Segment Open

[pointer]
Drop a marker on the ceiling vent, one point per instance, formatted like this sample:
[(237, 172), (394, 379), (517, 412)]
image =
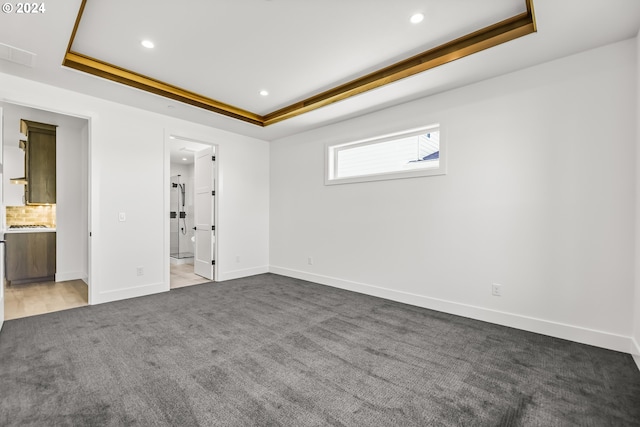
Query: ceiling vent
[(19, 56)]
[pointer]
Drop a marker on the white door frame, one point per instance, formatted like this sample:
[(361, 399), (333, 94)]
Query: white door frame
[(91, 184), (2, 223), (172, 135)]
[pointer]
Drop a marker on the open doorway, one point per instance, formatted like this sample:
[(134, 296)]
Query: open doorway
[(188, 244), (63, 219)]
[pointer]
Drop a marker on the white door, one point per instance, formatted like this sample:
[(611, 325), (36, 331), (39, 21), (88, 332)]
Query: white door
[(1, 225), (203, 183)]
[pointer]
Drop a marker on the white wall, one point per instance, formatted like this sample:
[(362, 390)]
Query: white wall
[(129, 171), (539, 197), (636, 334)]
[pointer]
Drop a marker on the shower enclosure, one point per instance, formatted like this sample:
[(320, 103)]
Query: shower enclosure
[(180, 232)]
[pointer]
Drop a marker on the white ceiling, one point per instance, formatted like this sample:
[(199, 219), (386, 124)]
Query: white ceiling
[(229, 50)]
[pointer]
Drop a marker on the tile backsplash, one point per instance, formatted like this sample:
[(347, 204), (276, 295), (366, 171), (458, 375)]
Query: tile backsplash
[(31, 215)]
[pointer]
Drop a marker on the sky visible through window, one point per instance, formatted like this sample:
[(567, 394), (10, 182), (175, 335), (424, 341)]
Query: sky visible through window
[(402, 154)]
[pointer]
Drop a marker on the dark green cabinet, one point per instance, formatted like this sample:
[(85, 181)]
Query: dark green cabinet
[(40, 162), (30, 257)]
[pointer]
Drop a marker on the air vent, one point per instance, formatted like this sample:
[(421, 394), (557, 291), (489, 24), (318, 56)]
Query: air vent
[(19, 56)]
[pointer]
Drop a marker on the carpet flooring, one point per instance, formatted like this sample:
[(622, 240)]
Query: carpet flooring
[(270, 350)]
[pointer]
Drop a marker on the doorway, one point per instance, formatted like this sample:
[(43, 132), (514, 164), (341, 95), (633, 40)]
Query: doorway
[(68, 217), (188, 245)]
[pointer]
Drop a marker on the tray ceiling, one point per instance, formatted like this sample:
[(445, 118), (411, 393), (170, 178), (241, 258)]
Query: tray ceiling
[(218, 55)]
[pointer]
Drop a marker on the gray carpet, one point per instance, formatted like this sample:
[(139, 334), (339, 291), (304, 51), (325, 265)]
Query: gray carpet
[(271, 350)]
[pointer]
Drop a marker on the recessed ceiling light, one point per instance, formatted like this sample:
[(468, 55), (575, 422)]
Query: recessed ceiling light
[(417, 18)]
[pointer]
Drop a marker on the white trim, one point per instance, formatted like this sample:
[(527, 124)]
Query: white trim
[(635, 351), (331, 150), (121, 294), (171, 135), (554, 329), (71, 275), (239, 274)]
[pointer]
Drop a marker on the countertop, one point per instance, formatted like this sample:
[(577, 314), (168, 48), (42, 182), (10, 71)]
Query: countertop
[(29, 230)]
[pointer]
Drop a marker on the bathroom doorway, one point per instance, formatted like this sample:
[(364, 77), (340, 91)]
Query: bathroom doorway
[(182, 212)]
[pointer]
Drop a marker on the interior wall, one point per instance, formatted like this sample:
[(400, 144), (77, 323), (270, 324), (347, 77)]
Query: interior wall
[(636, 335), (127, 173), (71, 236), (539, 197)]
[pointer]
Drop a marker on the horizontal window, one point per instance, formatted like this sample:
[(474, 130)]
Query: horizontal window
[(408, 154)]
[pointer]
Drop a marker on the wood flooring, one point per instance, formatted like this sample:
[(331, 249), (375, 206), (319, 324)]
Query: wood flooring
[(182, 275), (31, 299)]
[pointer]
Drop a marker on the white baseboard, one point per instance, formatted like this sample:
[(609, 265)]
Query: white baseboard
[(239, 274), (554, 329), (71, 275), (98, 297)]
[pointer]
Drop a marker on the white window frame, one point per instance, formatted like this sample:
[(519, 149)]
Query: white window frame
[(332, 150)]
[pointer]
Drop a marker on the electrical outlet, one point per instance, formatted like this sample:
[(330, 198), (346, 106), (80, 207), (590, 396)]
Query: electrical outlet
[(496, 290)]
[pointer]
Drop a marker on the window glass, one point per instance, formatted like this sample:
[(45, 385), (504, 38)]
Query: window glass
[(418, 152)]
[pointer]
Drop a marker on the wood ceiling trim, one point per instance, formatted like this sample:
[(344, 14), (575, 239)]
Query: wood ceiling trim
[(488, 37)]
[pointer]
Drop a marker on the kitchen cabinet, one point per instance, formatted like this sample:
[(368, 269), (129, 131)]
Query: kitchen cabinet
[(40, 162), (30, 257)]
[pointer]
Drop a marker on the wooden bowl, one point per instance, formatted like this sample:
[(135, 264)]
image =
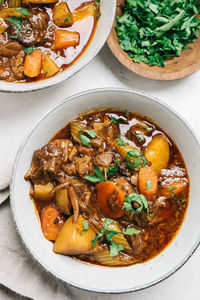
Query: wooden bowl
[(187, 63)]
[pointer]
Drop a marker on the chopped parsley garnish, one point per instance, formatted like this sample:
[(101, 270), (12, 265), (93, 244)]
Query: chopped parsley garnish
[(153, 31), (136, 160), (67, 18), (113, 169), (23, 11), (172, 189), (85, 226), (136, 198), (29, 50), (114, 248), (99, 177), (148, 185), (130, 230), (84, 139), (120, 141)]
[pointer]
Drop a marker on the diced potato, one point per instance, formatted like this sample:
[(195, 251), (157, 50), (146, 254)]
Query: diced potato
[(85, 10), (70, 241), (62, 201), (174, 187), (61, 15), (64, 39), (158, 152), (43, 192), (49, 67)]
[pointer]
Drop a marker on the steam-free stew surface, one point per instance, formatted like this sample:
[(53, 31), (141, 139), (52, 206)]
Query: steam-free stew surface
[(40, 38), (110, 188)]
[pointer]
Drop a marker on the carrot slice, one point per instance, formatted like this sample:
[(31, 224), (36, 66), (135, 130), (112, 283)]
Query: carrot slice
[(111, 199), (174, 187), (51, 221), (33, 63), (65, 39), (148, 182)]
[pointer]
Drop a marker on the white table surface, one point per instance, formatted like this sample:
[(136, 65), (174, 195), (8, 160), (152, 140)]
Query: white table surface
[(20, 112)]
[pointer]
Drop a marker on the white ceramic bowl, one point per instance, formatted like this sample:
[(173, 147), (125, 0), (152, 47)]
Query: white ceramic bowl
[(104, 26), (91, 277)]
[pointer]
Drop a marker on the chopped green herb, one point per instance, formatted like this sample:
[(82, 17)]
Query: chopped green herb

Segment Closed

* **Problem statement**:
What belongs in the answer is each line of the data that has the word "herb".

* **Response**:
Drop a marker on the chopped green herb, one point per instance, formatted like this sample:
Query: chopped green herb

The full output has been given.